Referring expression data:
****************

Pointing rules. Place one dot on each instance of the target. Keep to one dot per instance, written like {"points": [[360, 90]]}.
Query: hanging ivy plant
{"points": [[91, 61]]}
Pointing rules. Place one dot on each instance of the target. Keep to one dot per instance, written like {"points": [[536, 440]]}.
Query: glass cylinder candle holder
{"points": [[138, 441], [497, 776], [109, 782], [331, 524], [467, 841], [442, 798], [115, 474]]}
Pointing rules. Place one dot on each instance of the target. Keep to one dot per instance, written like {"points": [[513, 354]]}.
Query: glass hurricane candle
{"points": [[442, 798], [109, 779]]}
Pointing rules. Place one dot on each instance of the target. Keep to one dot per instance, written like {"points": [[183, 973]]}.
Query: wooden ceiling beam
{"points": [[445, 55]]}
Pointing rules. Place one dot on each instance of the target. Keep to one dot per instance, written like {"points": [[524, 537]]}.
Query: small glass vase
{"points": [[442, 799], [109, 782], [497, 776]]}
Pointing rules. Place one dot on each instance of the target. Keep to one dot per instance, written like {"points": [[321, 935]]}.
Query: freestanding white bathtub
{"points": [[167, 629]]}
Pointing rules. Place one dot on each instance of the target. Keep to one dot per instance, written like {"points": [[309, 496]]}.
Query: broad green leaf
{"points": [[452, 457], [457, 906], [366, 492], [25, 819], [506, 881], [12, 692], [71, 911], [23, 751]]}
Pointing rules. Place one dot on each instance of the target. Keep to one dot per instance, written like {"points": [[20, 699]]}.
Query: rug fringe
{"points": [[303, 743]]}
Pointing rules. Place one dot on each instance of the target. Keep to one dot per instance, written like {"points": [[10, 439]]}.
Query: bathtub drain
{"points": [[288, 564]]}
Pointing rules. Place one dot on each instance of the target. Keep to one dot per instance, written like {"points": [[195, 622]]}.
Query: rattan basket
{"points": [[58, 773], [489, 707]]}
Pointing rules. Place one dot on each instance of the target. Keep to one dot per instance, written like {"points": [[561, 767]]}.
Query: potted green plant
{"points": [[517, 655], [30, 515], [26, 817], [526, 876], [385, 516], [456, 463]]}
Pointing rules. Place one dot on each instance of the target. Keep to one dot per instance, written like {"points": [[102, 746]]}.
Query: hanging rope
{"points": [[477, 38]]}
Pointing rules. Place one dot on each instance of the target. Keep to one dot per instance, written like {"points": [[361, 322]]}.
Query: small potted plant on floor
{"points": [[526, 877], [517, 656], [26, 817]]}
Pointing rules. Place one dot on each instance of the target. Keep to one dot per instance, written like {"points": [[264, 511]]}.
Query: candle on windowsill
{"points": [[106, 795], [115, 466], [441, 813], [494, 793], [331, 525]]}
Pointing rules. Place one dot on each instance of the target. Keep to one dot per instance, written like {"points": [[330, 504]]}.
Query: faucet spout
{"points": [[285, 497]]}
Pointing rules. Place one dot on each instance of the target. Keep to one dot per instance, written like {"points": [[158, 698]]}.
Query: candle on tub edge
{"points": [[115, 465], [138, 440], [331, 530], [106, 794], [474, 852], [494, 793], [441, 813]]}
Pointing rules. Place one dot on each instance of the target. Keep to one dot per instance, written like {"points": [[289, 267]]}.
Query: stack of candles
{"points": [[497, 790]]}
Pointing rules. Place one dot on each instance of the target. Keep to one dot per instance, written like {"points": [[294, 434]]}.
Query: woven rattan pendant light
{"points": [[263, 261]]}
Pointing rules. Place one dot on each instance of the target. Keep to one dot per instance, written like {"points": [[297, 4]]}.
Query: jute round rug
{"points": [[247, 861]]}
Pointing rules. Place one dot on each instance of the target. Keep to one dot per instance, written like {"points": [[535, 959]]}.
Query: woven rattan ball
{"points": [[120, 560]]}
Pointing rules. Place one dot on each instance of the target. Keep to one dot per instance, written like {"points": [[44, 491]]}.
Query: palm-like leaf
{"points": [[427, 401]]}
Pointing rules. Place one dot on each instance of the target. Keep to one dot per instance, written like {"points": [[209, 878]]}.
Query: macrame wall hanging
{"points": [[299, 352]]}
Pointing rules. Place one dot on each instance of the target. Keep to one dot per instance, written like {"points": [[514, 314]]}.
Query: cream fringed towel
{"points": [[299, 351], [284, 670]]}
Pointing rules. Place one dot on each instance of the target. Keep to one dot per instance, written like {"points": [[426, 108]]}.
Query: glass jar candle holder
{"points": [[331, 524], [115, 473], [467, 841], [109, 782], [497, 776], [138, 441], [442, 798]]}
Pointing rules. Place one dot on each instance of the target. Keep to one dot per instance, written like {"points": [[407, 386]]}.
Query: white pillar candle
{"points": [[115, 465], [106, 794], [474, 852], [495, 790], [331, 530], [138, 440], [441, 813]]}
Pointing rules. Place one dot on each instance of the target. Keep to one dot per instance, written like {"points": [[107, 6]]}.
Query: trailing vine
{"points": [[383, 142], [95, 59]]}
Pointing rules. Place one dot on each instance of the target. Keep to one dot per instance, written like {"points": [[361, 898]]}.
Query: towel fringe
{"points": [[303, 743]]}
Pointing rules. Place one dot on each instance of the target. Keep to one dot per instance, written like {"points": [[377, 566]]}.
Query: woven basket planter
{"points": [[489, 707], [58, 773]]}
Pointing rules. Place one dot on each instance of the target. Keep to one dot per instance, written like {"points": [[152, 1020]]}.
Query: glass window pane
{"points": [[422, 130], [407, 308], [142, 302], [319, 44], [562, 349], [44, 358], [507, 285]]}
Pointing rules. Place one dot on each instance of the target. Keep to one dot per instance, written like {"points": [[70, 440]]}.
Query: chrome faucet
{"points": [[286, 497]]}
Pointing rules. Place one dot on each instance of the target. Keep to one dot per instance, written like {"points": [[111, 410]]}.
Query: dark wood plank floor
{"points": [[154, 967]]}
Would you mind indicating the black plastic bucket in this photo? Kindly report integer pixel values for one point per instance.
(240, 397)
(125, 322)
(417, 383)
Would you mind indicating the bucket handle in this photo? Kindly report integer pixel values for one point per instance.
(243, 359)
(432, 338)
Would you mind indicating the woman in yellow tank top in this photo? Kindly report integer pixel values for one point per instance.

****************

### What the task requires
Keeping every word and mark as it is, print the entries above.

### Reply to the exercise
Pointing rules. Place one dot on each instance of the target. Keep to one dot per instance, written like {"points": [[360, 90]]}.
Query: hanging ivy plant
{"points": [[91, 61]]}
Pointing rules. Place one dot on each instance of the target. Keep to one dot per instance, written like {"points": [[536, 440]]}.
Query: glass cylinder candle holder
{"points": [[138, 441], [497, 776], [109, 782], [331, 524], [467, 841], [442, 798], [115, 474]]}
Pointing rules. Place one dot on each instance of the target. Keep to one dot per instance, written like {"points": [[513, 354]]}.
Query: glass hurricane candle
{"points": [[442, 798], [109, 779]]}
Pointing rules. Place one dot on each instance of the target. Keep to one dot per instance, written like {"points": [[183, 973]]}.
Query: wooden ceiling beam
{"points": [[445, 55]]}
Pointing rules. Place one dot on each instance of the target. Keep to one dot per instance, written like {"points": [[524, 537]]}.
Query: small glass vase
{"points": [[442, 799], [109, 782], [497, 776]]}
Pointing rules. Place one dot on each instance of the target. Keep to one dot per instance, written like {"points": [[321, 935]]}.
Query: freestanding white bathtub
{"points": [[167, 629]]}
Pointing rules. Place one dot on each instance of the target. Keep to one dot per instance, written like {"points": [[309, 496]]}.
Query: broad green leaf
{"points": [[452, 457], [457, 906], [366, 492], [25, 819], [506, 881], [12, 692], [71, 911], [23, 751]]}
Pointing rules. Place one dot on each instance of the target. Keep to one dot per instance, written like {"points": [[20, 699]]}.
Query: rug fringe
{"points": [[303, 743]]}
Pointing rules. Place one dot on each instance of the target. Keep to one dot per instance, written like {"points": [[10, 439]]}.
Query: bathtub drain
{"points": [[288, 564]]}
Pointing rules. Place one dot on each instance of the target. Keep to one dot per instance, written like {"points": [[195, 622]]}.
Query: rattan basket
{"points": [[58, 773], [489, 707]]}
Pointing rules. Place one dot on each instance of the target. Keep to one dot per instance, written like {"points": [[561, 767]]}.
Query: potted green plant
{"points": [[517, 655], [30, 515], [26, 817], [526, 876], [385, 516], [456, 463]]}
Pointing rules. Place one dot on each instance of the target. Keep to one dot per instance, written like {"points": [[102, 746]]}.
Query: hanging rope
{"points": [[477, 38]]}
Pointing rules. Place one dot on each instance of the target. Keep to one dot per instance, written like {"points": [[361, 322]]}.
Query: small potted plant on floor
{"points": [[526, 877], [517, 656], [26, 817]]}
Pointing rules. Place one dot on each instance of the target. Keep to one dot per instance, written like {"points": [[264, 511]]}.
Query: candle on windowsill
{"points": [[106, 795], [115, 466], [441, 813], [494, 793], [331, 525]]}
Pointing rules. Place one dot on each instance of the target. Keep to one dot per instance, written like {"points": [[330, 504]]}.
Query: faucet spout
{"points": [[285, 497]]}
Pointing rules. Place one dot on each instance of the target. Keep to one dot per instance, written like {"points": [[158, 698]]}.
Query: candle on tub edge
{"points": [[115, 465], [138, 440], [331, 530], [106, 794], [474, 852], [494, 793], [441, 813]]}
Pointing rules. Place one dot on each instance of the target. Keep to one dot per instance, written like {"points": [[289, 267]]}.
Query: stack of candles
{"points": [[497, 790]]}
Pointing rules. Place one dot on each instance of the target. Keep to one dot per instance, written like {"points": [[294, 434]]}.
Query: woven rattan pendant light
{"points": [[263, 261]]}
Pointing rules. Place one dot on each instance of the target. Keep to one dot per instance, written like {"points": [[297, 4]]}.
Query: jute round rug
{"points": [[247, 861]]}
Pointing rules. Place one dot on each instance of the target. Keep to one dot per instance, written like {"points": [[535, 959]]}.
Query: woven rattan ball
{"points": [[120, 560]]}
Pointing rules. Place one dot on each instance of the target. Keep to one dot per instance, written like {"points": [[44, 491]]}.
Query: palm-like leaf
{"points": [[427, 401]]}
Pointing rules. Place one dot on each instance of the target. Keep to one dot per instance, written like {"points": [[209, 878]]}.
Query: macrame wall hanging
{"points": [[299, 352]]}
Pointing rules. Place one dot on each instance of the target. Keep to one dot per instance, written like {"points": [[514, 314]]}.
Query: cream fringed towel
{"points": [[299, 351], [284, 670]]}
Pointing rules. Place one dot on each instance of the target. Keep to one dot per instance, written like {"points": [[426, 108]]}.
Query: glass jar candle holder
{"points": [[331, 524], [115, 473], [467, 841], [109, 782], [497, 776], [138, 441], [442, 798]]}
Pointing rules. Place one dot on each instance of the target. Keep to one dot per instance, written like {"points": [[407, 386]]}.
Query: white pillar candle
{"points": [[115, 465], [106, 794], [474, 852], [495, 790], [331, 530], [138, 440], [441, 813]]}
Pointing rules. Place one dot on each instance of the target. Keep to one dot per instance, written like {"points": [[107, 6]]}.
Query: trailing vine
{"points": [[383, 142], [95, 59]]}
Pointing rules. Place one dot on each instance of the target. Keep to one dot per instance, written like {"points": [[361, 898]]}.
Query: towel fringe
{"points": [[303, 743]]}
Pointing rules. Place one dot on each instance of the target. Keep to one dot per instance, written like {"points": [[377, 566]]}.
Query: woven basket planter
{"points": [[489, 707], [58, 773]]}
Pointing rules. Place one dot on each instance of the target. Keep to one dot per instance, written like {"points": [[152, 1020]]}.
Query: glass window pane
{"points": [[422, 130], [407, 308], [142, 302], [319, 44], [562, 349], [44, 358], [507, 285]]}
Pointing rules. Place one dot on each instance of the target. Keep to one dot per instance, written like {"points": [[70, 440]]}.
Query: chrome faucet
{"points": [[286, 497]]}
Pointing rules. Place one dot on each instance of the target. Keep to one dot per instance, written like {"points": [[111, 410]]}.
Query: dark wood plank floor
{"points": [[154, 967]]}
Would you mind indicating the black plastic bucket in this photo? Kindly report integer pixel values for one point per instance.
(240, 397)
(125, 322)
(417, 383)
Would you mind indicating the bucket handle in this photo? Kindly report integer pixel values for one point per instance.
(243, 359)
(432, 338)
Would you mind indicating the woman in yellow tank top in this photo? Kindly report integer pixel values for one point per instance.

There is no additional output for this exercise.